■ **SELECTED PASSAGE**:
Curiosity in Deep Reinforcement Learning

Understanding Random Network Distillation

Published in

Towards Data Science

6 min readDec 3, 2018

Learning to play Montezuma’s Revenge, a previously difficult deep RL task, has seen big breakthroughs with Exploration by Random Network Distillation (source: Parker Brothers Blog)

Learning to play Atari games is a popular benchmark task for deep reinforcement learning (RL) algorithms. These games offer a nice balance between simplicity and complexity: some games (e.g., Pong) are simple enough to solve with basic algorithms like vanilla policy gradient, while other games are complex enough to stump even the most advanced algorithms.

In between the simplest and most complex games is a useful spectrum of tasks that has become central to many deep RL research papers.

A previously “unsolved” Atari game, Montezuma’s Revenge, was recently solved (sort of) by an algorithm that is able to surpass human performance in terms of points scored. Researchers were able to encourage the agent to explore different rooms in the first level, which is a great way to earn points in this particular game.

■ **SUPPLIED ENTRIES**:
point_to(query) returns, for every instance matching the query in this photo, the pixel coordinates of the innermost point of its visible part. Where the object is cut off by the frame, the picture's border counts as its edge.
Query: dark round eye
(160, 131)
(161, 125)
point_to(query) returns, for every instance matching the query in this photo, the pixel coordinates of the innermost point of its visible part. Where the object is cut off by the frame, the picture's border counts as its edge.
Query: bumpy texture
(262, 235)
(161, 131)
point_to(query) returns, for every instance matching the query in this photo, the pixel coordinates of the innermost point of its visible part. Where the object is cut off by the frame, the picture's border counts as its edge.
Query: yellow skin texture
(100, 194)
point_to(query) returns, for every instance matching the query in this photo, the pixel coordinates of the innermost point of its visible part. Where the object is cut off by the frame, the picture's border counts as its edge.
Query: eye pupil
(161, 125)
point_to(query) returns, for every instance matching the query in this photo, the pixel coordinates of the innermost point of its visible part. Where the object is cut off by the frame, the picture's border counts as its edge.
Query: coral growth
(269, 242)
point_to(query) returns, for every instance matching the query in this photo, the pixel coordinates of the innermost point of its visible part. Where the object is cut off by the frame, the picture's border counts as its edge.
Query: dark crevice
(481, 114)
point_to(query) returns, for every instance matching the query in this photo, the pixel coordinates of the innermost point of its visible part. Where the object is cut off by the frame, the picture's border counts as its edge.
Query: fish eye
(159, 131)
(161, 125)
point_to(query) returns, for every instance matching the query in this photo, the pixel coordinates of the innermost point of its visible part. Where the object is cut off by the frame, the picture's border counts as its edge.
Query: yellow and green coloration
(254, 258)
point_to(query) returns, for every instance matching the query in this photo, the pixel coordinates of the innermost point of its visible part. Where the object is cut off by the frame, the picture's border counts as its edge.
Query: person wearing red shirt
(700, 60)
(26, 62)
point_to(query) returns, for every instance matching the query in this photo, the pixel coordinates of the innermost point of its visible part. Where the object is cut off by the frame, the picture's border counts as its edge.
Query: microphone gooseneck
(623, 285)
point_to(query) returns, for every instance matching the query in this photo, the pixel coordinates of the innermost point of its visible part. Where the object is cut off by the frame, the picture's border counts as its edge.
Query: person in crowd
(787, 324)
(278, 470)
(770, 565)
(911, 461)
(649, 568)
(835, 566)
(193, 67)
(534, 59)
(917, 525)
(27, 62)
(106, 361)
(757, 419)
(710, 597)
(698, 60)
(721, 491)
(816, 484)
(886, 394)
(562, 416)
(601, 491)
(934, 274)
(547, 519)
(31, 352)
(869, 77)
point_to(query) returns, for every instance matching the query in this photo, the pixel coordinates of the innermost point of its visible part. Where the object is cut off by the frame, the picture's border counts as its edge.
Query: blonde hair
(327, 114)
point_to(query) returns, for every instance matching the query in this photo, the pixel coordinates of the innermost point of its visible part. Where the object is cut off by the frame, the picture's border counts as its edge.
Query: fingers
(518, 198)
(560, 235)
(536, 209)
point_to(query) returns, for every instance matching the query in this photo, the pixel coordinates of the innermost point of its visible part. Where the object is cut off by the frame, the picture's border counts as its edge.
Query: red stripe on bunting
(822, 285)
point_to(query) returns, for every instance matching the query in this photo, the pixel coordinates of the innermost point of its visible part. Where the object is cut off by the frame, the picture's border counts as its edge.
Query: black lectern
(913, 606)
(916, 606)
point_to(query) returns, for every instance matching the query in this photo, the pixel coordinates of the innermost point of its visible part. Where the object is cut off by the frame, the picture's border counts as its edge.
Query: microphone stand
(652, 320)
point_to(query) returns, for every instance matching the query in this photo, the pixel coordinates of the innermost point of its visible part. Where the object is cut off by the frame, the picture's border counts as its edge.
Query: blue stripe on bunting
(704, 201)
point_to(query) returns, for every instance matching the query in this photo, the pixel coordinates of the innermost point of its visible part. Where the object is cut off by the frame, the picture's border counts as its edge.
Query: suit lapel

■ **TASKS TO CARRY OUT**:
a: Can you turn the paragraph that begins "Learning to play Atari games is a popular benchmark" in the article on curiosity in deep reinforcement learning into a short bulleted list that keeps its main facts?
b: Could you pick up the article on curiosity in deep reinforcement learning after its last sentence and keep writing?
The records have no connection to the article on curiosity in deep reinforcement learning.

■ **IN RESPONSE**:
a:
- Atari games are a popular benchmark for deep RL algorithms.
- They balance simplicity and complexity.
- Some, such as Pong, are simple enough to solve with basic algorithms like vanilla policy gradient.
- Others are complex enough to stump even the most advanced algorithms.

b:
Exploration Through Curiosity

When a human plays adventure games (like Montezuma’s Revenge), there is an intrinsic desire to explore. Game designers build such games to encourage this behavior, often requiring gamers to explore in order to make progress. This is arguably what makes adventure games fun (ask anyone who’s ever enjoyed Skyrim.)

Adventure games like Montezuma’s Revenge or Skyrim take advantage of the player’s natural desire to explore, making exploration a key component to completing in-game tasks.

General deep RL algorithms perform “exploration,” typically, through a stochastic policy: actions are randomly sampled from an action likelihood distribution provided by a neural network. The result of this, especially early on (when the policy hasn’t had time to converge), is an apparent random selection of actions.

This works in some cases. Pong, for example, can be solved by moving the paddle around randomly and observing outcomes. A few lucky moments where the ball is deflected can get optimization started.

In a game like Montezuma’s Revenge, this behavior gets us nowhere; imagine the avatar randomly moving left, right, and jumping starting from the beginning of the game. He’ll just end up falling into lava or walking right into an enemy without ever earning points. Without points, or a reward, the algorithm has no signal to optimize on.

So, you’re just going to flail around randomly? Good luck with that (source).

Curiosity

There has been a lot of emphasis on finding better ways to explore. Curiosity-based exploration can be seen as an attempt to emulate the curiosity-driven behavior of a human gamer.

But how do we create a curious agent?

There are a number of approaches that can accomplish this, but one approach, which uses next-state prediction, is particularly interesting because of its simplicity and scalability.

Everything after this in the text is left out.